-- start --

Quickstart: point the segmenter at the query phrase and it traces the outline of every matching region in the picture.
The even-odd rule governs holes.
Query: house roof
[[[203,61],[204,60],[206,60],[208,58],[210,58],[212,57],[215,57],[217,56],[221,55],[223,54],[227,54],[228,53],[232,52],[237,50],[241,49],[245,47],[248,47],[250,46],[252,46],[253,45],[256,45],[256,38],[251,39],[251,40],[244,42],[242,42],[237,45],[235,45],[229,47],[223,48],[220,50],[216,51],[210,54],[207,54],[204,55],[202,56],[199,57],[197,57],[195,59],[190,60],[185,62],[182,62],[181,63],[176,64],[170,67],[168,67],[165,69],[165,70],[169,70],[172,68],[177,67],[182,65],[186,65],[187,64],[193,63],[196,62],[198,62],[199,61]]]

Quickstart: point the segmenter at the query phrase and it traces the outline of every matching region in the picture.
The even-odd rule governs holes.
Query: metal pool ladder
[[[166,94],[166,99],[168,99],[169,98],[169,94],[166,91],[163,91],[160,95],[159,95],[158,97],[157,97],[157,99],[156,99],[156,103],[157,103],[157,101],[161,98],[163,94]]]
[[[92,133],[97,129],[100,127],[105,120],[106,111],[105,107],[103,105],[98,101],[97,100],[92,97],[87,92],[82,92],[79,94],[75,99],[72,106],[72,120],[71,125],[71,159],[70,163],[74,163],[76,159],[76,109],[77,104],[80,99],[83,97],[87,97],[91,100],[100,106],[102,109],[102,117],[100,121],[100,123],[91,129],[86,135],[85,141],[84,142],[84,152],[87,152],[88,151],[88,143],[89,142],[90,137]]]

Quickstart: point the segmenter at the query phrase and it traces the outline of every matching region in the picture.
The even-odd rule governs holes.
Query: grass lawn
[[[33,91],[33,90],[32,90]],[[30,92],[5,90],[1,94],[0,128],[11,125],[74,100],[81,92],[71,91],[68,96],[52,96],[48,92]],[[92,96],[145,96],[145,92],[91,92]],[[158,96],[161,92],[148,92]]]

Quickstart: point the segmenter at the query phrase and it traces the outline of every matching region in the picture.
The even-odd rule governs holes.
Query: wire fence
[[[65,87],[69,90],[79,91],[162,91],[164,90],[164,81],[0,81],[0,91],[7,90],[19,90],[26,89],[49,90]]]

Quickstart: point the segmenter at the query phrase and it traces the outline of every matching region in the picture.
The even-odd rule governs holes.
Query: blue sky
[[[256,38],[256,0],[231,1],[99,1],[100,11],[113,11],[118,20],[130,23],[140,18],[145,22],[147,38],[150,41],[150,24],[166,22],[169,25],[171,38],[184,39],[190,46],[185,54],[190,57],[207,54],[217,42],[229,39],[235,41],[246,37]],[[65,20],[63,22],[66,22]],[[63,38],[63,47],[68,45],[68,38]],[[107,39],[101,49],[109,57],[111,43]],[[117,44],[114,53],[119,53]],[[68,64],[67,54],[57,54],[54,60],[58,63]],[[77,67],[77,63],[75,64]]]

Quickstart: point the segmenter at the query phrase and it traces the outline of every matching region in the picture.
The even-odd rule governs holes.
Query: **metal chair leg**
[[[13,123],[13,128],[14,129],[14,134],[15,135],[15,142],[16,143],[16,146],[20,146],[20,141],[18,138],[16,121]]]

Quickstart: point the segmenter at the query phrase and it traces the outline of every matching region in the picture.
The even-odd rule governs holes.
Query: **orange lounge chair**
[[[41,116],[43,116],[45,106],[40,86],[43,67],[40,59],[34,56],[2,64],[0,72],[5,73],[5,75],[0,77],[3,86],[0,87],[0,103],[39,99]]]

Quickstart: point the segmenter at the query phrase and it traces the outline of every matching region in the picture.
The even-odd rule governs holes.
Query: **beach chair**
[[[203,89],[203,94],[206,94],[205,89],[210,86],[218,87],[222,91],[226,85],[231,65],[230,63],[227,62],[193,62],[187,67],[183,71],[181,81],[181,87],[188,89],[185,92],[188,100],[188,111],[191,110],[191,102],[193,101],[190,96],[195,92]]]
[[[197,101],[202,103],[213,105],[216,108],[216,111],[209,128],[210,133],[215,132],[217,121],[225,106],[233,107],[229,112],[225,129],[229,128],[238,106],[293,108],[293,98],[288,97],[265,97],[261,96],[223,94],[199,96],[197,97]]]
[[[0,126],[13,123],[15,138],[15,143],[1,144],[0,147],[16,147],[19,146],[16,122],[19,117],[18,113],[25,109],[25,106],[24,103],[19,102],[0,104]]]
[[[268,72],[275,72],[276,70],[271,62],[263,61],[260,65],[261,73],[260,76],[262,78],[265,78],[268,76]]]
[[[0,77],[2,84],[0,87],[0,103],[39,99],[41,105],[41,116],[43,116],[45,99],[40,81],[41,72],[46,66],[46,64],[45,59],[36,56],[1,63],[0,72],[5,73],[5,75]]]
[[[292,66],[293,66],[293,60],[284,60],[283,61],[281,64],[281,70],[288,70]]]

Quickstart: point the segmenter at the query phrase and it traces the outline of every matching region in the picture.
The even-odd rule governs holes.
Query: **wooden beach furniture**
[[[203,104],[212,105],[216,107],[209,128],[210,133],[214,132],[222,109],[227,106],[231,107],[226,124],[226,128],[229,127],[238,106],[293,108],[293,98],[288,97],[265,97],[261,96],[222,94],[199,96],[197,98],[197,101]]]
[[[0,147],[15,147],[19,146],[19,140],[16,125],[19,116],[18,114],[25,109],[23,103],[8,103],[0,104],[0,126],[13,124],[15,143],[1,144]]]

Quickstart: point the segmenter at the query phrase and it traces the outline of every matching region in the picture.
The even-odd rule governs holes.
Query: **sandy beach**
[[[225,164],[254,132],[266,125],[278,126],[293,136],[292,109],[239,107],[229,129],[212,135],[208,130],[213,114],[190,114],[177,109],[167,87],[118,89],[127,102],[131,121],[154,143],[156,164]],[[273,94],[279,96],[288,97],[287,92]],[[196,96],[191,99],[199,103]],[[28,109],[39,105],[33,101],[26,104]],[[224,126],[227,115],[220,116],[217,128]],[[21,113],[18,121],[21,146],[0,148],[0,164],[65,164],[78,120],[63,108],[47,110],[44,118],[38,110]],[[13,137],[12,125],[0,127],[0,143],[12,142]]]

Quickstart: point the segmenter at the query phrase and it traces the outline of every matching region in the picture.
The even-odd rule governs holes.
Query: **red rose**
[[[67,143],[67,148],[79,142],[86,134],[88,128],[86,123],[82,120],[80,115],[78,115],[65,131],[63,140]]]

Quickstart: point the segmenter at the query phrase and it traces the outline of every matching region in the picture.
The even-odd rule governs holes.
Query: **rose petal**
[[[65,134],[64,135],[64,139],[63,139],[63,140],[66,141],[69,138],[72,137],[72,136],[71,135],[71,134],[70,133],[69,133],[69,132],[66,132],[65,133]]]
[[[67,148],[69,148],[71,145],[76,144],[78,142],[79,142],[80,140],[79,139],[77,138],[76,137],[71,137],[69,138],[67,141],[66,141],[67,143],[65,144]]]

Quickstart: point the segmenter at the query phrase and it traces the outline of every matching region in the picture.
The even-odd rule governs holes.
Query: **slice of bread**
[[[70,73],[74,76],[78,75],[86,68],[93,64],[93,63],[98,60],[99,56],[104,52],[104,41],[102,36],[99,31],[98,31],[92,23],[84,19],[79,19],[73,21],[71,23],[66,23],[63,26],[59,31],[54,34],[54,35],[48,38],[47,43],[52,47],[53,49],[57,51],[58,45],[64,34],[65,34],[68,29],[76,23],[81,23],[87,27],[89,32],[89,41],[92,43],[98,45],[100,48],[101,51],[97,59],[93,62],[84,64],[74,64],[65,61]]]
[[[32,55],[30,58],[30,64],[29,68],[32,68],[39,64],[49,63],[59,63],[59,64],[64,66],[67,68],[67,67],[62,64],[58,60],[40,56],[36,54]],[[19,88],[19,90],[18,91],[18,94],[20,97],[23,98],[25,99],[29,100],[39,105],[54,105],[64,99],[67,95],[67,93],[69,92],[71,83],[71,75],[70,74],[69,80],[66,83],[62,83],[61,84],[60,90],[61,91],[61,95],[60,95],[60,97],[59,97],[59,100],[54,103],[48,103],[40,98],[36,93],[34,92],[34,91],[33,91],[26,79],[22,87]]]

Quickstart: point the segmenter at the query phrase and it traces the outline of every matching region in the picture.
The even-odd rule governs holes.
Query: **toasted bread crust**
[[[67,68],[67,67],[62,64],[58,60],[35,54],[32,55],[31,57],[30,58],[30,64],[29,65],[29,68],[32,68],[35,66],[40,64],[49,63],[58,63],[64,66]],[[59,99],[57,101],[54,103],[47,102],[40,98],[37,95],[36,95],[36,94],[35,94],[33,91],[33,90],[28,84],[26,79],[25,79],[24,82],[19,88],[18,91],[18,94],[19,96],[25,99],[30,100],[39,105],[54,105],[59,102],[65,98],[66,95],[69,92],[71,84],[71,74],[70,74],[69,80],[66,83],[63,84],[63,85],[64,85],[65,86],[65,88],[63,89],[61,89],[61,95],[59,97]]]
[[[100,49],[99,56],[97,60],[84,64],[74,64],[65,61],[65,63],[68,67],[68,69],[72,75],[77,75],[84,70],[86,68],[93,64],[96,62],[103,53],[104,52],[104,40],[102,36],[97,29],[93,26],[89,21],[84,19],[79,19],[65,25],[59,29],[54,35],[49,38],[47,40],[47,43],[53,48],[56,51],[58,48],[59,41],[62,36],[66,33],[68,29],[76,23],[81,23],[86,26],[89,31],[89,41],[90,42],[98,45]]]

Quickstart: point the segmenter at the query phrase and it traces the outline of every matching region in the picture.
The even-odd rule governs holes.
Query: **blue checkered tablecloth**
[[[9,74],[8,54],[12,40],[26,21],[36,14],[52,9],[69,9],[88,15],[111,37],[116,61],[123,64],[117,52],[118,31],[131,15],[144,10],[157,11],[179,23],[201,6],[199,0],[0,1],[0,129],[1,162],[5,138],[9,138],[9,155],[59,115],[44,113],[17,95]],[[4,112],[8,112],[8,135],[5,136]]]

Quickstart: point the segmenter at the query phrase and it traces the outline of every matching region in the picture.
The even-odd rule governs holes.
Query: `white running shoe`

-- end --

Pull out each line of the records containing the string "metal". Case counts.

- [REPLY]
Query: metal pool ladder
Query: **metal chair leg**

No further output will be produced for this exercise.